From the rows below, pull out every one that contains the string "post" and copy it in full. Treat the match as case-sensitive.

[Information supplied start]

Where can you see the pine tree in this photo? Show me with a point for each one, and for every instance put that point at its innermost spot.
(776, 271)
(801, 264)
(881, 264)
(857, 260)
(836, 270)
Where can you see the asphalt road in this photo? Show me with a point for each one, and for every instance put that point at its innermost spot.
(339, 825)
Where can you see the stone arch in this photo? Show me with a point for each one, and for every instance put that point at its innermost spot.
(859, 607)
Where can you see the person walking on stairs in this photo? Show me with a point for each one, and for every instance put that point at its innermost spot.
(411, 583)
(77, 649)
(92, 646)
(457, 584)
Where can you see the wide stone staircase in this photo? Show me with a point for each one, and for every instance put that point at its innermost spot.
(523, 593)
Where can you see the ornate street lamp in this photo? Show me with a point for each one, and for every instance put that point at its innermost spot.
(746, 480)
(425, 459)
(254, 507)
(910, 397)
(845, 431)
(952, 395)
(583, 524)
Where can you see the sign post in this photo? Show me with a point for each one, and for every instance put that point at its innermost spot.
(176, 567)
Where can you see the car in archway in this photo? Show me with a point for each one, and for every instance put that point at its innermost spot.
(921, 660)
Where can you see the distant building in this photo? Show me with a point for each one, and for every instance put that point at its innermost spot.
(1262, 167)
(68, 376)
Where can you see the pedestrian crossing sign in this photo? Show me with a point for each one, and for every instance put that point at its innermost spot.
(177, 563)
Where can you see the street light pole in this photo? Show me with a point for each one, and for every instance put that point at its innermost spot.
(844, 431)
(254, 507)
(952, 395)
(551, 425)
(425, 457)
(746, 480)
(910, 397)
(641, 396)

[Information supplied end]
[Information supplied start]

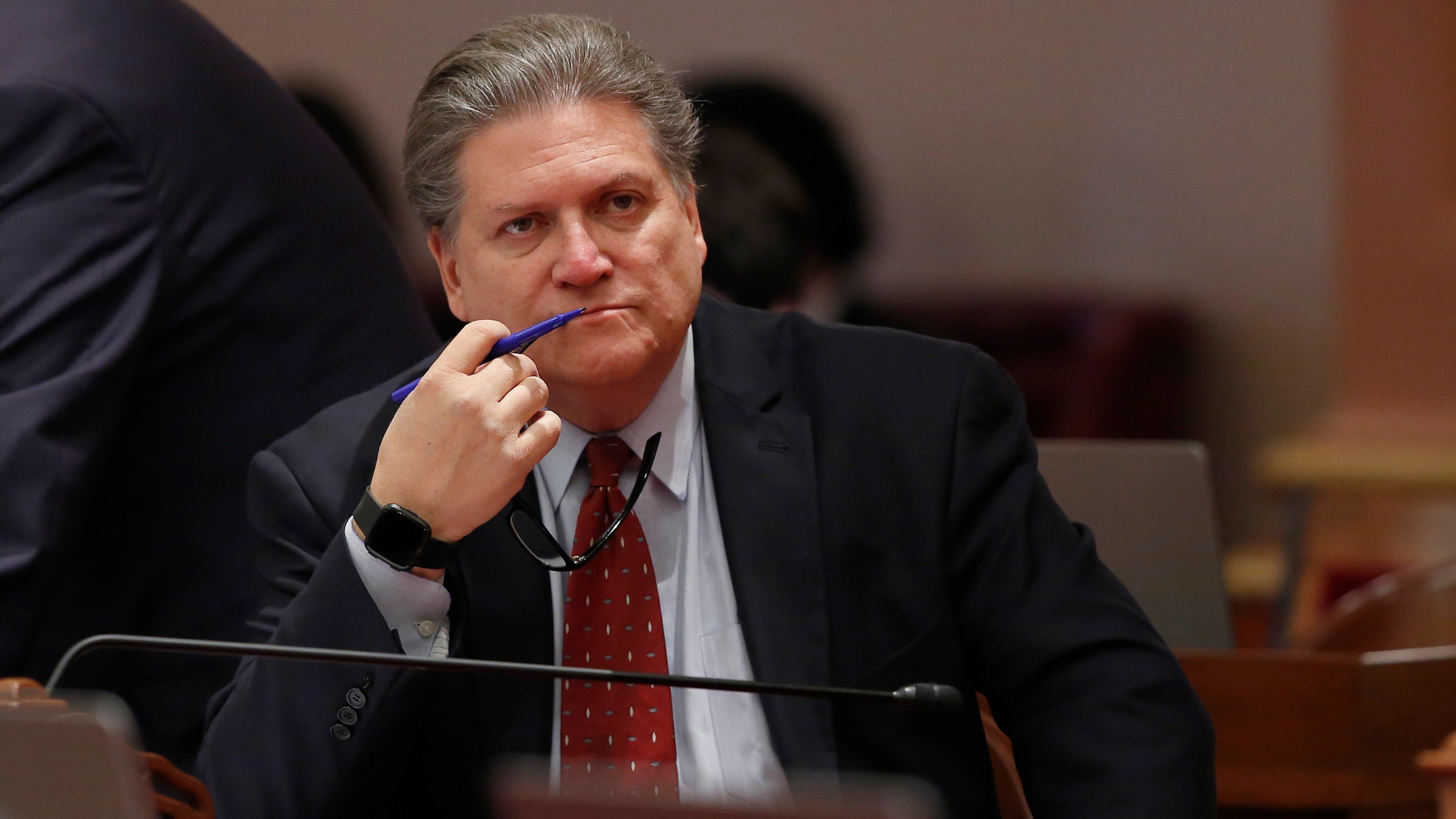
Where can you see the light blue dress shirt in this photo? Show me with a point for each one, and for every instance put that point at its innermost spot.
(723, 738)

[Information supplied end]
[Information supplied start]

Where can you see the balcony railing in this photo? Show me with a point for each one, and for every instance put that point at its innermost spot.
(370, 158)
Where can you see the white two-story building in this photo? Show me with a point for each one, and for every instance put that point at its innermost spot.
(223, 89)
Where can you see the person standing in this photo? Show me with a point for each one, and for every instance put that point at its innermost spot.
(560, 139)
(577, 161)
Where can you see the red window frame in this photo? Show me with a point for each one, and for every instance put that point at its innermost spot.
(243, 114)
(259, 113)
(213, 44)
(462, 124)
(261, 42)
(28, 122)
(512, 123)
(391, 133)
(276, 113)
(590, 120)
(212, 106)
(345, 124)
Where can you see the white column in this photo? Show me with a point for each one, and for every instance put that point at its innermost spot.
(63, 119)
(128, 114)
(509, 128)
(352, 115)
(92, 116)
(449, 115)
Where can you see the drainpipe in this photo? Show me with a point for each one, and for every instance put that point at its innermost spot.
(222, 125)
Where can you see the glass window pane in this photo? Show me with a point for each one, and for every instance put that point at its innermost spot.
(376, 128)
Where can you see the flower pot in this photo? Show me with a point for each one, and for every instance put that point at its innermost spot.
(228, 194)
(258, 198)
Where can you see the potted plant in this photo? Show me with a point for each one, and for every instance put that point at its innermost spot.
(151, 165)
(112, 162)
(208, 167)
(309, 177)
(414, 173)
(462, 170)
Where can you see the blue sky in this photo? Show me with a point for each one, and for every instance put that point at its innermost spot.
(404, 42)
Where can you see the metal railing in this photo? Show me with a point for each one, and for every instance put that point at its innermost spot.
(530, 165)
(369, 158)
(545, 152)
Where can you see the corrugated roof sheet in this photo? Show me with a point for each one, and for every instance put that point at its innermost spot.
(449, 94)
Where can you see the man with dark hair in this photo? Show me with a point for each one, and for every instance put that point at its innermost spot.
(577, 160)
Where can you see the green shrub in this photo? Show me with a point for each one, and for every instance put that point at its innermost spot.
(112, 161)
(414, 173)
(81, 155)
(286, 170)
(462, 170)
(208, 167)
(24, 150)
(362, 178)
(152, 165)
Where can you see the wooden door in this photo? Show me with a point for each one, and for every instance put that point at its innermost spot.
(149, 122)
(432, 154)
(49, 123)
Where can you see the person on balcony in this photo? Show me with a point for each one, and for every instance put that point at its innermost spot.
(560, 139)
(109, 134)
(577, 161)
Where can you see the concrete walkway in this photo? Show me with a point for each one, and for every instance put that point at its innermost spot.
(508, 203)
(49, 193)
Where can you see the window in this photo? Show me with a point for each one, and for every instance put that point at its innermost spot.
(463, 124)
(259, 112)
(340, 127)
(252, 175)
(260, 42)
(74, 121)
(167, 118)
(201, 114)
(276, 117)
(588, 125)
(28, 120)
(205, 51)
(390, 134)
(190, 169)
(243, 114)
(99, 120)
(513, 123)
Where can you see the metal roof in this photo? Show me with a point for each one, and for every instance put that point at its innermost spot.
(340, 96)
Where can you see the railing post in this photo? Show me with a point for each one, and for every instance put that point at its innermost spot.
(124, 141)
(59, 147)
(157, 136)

[Information supplied end]

- Solution to this exercise -
Where can you see the sign post in this photo? Show me with a point for each one, and for every instance put that point at its innermost spot.
Where can you see the railing post in this photo? Show me with a point for each one, and for every instance put that point at its innermost spot.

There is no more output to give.